=== PASSAGE TO READ ===

# Making a Haunted Jungle



## chisox100 (Nov 12, 2008)

In my haunt next year I'm going to make a haunted Jungle Hallway. I have a few ideas already:
Buy a fake silk tree and cut it up to make an overhead canopy. Buy some rubber snakes and use them as streamers. have bugs on invisible strong and have them move around. And some sort of ancient Aztec/Mayan ritual (Shrunken heads, etc.) But its a big hallway I'm trying to fill so any ideas for it. I'm open top any kind, gore, ghosts, animals, etc.

I'd like some ideas now so I can get some of the stuff cheap at clearance sales.


----------



## Offwhiteknight (Sep 17, 2008)

Spiders obviously.

You could probably use those 3ft bluckies and corpse them up to be undead monkies. Just add some chunks of fur to the corpsing process. That would be cool.

The right sound track would be critical I think. Just a straight jungle theme would be okay, I don't think you'd need the normal "creepy" sounds.

That's what I can think of in 30 seconds...

=== RECORD LIST ===

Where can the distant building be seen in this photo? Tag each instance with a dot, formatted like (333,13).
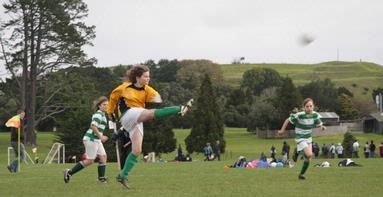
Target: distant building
(373,123)
(329,118)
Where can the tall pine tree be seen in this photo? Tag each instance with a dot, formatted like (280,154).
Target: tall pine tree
(207,120)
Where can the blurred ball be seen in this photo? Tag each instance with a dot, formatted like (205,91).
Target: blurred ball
(306,39)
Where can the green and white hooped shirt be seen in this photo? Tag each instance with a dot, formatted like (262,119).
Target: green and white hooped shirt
(304,123)
(98,120)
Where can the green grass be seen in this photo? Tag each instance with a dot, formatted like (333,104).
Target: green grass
(363,74)
(200,178)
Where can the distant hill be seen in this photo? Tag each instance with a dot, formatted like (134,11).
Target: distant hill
(359,77)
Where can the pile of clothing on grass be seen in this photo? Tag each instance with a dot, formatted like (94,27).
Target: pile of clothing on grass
(241,162)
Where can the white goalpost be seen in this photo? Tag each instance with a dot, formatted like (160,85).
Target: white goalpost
(27,156)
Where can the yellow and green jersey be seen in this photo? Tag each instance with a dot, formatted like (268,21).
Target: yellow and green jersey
(133,96)
(99,121)
(304,123)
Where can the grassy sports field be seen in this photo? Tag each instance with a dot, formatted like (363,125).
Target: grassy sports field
(200,178)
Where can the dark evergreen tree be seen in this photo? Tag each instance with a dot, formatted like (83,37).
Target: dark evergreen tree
(207,120)
(44,35)
(348,140)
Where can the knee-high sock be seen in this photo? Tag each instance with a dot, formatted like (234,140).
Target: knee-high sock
(305,166)
(129,164)
(101,170)
(167,111)
(79,166)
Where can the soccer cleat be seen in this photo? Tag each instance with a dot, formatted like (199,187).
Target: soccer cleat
(66,175)
(123,181)
(291,164)
(102,179)
(10,169)
(185,108)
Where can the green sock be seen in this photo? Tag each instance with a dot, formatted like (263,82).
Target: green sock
(167,111)
(101,170)
(129,164)
(79,166)
(305,166)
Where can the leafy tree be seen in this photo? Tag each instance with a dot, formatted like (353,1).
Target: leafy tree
(44,36)
(343,90)
(348,140)
(346,110)
(207,120)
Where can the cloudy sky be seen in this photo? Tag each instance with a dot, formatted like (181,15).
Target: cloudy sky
(262,31)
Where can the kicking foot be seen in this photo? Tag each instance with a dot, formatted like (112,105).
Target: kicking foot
(10,169)
(66,175)
(123,181)
(185,108)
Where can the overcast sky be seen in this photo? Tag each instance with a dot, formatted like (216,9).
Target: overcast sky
(262,31)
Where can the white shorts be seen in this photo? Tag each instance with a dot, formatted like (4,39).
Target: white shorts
(303,143)
(93,148)
(129,121)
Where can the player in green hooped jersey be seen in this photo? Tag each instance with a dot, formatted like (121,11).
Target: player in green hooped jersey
(93,140)
(304,122)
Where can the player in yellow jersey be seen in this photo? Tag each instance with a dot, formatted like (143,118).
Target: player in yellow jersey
(135,93)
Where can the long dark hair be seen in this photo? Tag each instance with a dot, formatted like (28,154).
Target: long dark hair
(307,100)
(98,102)
(136,71)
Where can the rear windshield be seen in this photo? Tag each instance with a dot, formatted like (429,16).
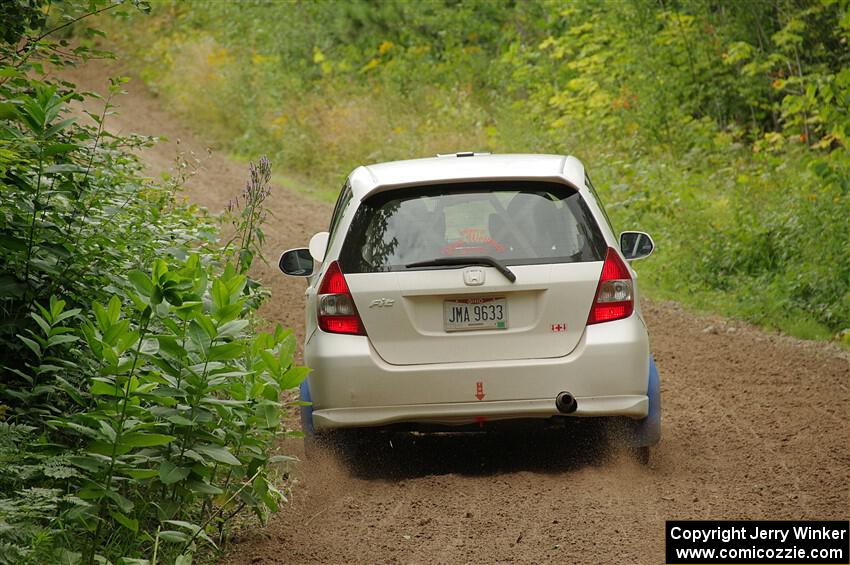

===

**WRITTEN EXERCISE 1**
Rewrite the haunted jungle thread from "The right sound" to "in 30 seconds...", replacing "jungle theme" with "rainforest theme".
**WRITTEN EXERCISE 2**
Answer these questions from the haunted jungle thread:
(a) What does the first poster plan to buy and cut up to make an overhead canopy?
(b) What does the reply suggest adding to the corpsing process?
(c) Why does the first poster want ideas now?
**WRITTEN EXERCISE 3**
Carry the haunted jungle thread forward from its last line.
The listing above is separate from the haunted jungle thread.

**WRITTEN ANSWER 1**
The right sound track would be critical I think. Just a straight rainforest theme would be okay, I don't think you'd need the normal "creepy" sounds.

That's what I can think of in 30 seconds...

**WRITTEN ANSWER 2**
(a) A fake silk tree.
(b) Chunks of fur.
(c) To get some of the stuff cheap at clearance sales.

**WRITTEN ANSWER 3**
----------



## RoxyBlue (Oct 6, 2008)

Take a look at what Devil's Chariot does, too. The theme is island-oriented, but a lot of it would translate nicely to a jungle theme.

You really must have an undead jaguar to go with those undead monkeys (an inspired suggestion, offwhite).


----------



## mroct31 (Nov 10, 2007)

Check out http://www.forbiddenjungle.net/
He's one of our members from Cal Haunts and he does a garage jungle haunt. I think he's still working on getting 2008 pictures up but there are some from 2007. We just had our video/picture recap meeting last weekend and what he had for 2008 is great!


----------



## chisox100 (Nov 12, 2008)

> The right sound track would be critical


I already made a mix of Bigfoot encounter sounds and bugs.


----------



## pyro (Oct 7, 2006)

well im thinking camo netting for the walls and ceiling-same netting make a costume for a person so they become a bush. -instant scare--some boulders - (paper mache) fake plants here and there, tear up some jute,hang it for moss . tiki gods, bambo,


----------



## ScreamingScarecrow (Oct 1, 2008)

Rabid zombie jungle animals - say a jaguar!


----------



## chisox100 (Nov 12, 2008)

Now how much would a camo net be and were can I get it?


----------



## pyro (Oct 7, 2006)

check out this camo netting for sale - Google Search
also check out ebay


----------



## Spookie (Aug 26, 2008)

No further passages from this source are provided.